→ **Request 1**: Return the lines of the records starting at the line that contains "of the shower" and ending at the line that contains "<point>388,71</point>", reproducing each one without change.

→ **Page**:
"""

Plotting neuron activations

In [None]:
cache["post", 0, "mlp"].shape

In [None]:
npx.imshow(
    einops.rearrange(neuron_acts[:, :5], "(a b) neuron -> neuron a b", a=p, b=p), 
    title="First 5 neuron acts", xaxis="b", yaxis="a", facet_col=0)

### Singular Value Decomposition

In [None]:
W_E.shape

In [None]:
U, S, Vh = torch.svd(W_E)
npx.line(S, title="Singular Values")
npx.imshow(U, title="Principal Components on the Input")

In [None]:
# Control - random Gaussian matrix
U, S, Vh = torch.svd(torch.randn_like(W_E))
npx.line(S, title="Singular Values Random")
npx.imshow(U, title="Principal Components Random")

## Explaining Algorithm

### Analyse the Embedding - It's a Lookup Table!

In [None]:
U, S, Vh = torch.svd(W_E)
npx.line(U[:, :8].T, title="Principal Components of the embedding", xaxis="Input Vocabulary")

In [None]:
fourier_basis = []
fourier_basis_names = []
fourier_basis.append(torch.ones(p))
fourier_basis_names.append("Constant")
for freq in range(1, p//2+1):
    fourier_basis.append(torch.sin(torch.arange(p)*2 * torch.pi * freq / p))
    fourier_basis_names.append(f"Sin {freq}")
    fourier_basis.append(torch.cos(torch.arange(p)*2 * torch.pi * freq / p))
    fourier_basis_names.append(f"Cos {freq}")
fourier_basis = torch.stack(fourier_basis, dim=0).cuda()
fourier_basis = fourier_basis/fourier_basis.norm(dim=-1, keepdim=True)
npx.imshow(fourier_basis, xaxis="Input", yaxis="Component", y=fourier_basis_names)

In [None]:
npx.line(fourier_basis[:8], xaxis="Input", line_labels=fourier_basis_names[:8], title="First 8 Fourier Components")
npx.line(fourier_basis[25:29], xaxis="Input", line_labels=fourier_basis_names[25:29], title="Middle Fourier Components")

"""

→ **Request 2**: Take the notebook on Fourier components of the embedding further, beginning right after its final line.

[Records from a dataset]
"""

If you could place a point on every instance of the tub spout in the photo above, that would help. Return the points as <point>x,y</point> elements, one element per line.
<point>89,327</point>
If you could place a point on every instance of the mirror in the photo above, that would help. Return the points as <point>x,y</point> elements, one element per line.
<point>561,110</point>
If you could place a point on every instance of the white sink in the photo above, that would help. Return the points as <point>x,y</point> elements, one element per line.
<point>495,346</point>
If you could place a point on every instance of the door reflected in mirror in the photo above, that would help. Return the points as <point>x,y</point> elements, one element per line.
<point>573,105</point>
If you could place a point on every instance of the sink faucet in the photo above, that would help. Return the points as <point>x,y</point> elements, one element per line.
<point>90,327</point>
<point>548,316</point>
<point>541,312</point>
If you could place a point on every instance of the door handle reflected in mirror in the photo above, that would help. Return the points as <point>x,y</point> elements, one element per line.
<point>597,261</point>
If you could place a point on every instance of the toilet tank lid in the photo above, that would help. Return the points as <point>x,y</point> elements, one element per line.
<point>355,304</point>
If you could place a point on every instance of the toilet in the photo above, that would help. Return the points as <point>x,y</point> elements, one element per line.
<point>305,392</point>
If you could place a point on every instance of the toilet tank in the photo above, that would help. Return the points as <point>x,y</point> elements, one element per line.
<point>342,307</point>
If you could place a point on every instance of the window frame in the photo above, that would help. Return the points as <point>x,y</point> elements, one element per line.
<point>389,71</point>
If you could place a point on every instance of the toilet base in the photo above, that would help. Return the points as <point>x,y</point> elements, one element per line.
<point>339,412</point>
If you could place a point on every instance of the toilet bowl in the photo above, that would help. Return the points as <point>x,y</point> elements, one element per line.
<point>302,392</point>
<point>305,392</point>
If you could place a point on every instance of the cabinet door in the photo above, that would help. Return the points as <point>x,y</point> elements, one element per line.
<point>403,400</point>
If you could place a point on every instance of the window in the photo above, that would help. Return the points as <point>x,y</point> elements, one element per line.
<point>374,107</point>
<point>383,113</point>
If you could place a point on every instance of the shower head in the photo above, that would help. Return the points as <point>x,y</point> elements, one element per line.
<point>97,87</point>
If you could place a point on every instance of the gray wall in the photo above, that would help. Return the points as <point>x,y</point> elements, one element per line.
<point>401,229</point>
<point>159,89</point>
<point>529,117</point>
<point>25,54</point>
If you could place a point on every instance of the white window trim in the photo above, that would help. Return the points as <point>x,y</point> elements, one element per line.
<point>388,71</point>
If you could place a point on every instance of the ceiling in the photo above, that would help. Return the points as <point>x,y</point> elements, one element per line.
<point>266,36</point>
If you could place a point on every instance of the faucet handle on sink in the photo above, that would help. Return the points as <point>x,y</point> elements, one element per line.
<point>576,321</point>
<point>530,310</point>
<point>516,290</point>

"""

→ **Final result 1**:
If you could place a point on every instance of the shower head in the photo above, that would help. Return the points as <point>x,y</point> elements, one element per line.
<point>97,87</point>
If you could place a point on every instance of the gray wall in the photo above, that would help. Return the points as <point>x,y</point> elements, one element per line.
<point>401,229</point>
<point>159,89</point>
<point>529,117</point>
<point>25,54</point>
If you could place a point on every instance of the white window trim in the photo above, that would help. Return the points as <point>x,y</point> elements, one element per line.
<point>388,71</point>

→ **Final result 2**:
In [None]:
npx.imshow(fourier_basis @ fourier_basis.T, title="All Fourier Vectors are Orthogonal")

### Analyse the Embedding

In [None]:
npx.imshow(fourier_basis @ W_E, yaxis="Fourier Component", xaxis="Residual Stream", y=fourier_basis_names, title="Embedding in Fourier Basis")

In [None]:
npx.line((fourier_basis @ W_E).norm(dim=-1), xaxis="Fourier Component", x=fourier_basis_names, title="Norms of Embedding in Fourier Basis")

In [None]:
key_freqs = [17, 25, 32, 47]
key_freq_indices = [33, 34, 49, 50, 63, 64, 93, 94]
fourier_embed = fourier_basis @ W_E
key_fourier_embed = fourier_embed[key_freq_indices]
print("key_fourier_embed", key_fourier_embed.shape)
npx.imshow(key_fourier_embed @ key_fourier_embed.T, title="Dot Product of embedding of key Fourier Terms")

### Key Frequencies

In [None]:
npx.line(fourier_basis[[34, 50, 64, 94]], title="Cos of key freqs", line_labels=[34, 50, 64, 94])

In [None]:
npx.line(fourier_basis[[34, 50, 64, 94]].mean(0), title="Constructive Interference")

## Analyse Neurons

In [None]:
npx.imshow(
    einops.rearrange(neuron_acts[:, :5], "(a b) neuron -> neuron a b", a=p, b=p), 
    title="First 5 neuron acts", xaxis="b", yaxis="a", facet_col=0)

In [None]:
npx.imshow(
    einops.rearrange(neuron_acts[:, 0], "(a b) -> a b", a=p, b=p), 
    title="First neuron act", xaxis="b", yaxis="a",)

In [None]:
npx.imshow(fourier_basis[94][None, :] * fourier_basis[94][:, None], title="Cos 47a * cos 47b")

In [None]:
npx.imshow(fourier_basis[94][None, :] * fourier_basis[0][:, None], title="Cos 47a * const")

In [None]:
npx.imshow(fourier_basis @ neuron_acts[:, 0].reshape(p, p) @ fourier_basis.T, title="2D Fourier Transformer of neuron 0", xaxis="b", yaxis="a", x=fourier_basis_names, y=fourier_basis_names)

In [None]:
npx.imshow(fourier_basis @ neuron_acts[:, 5].reshape(p, p) @ fourier_basis.T, title="2D Fourier Transformer of neuron 5", xaxis="b", yaxis="a", x=fourier_basis_names, y=fourier_basis_names)

In [None]:
npx.imshow(fourier_basis @ torch.randn_like(neuron_acts[:, 0]).reshape(p, p) @ fourier_basis.T, title="2D Fourier Transformer of RANDOM", xaxis="b", yaxis="a", x=fourier_basis_names, y=fourier_basis_names)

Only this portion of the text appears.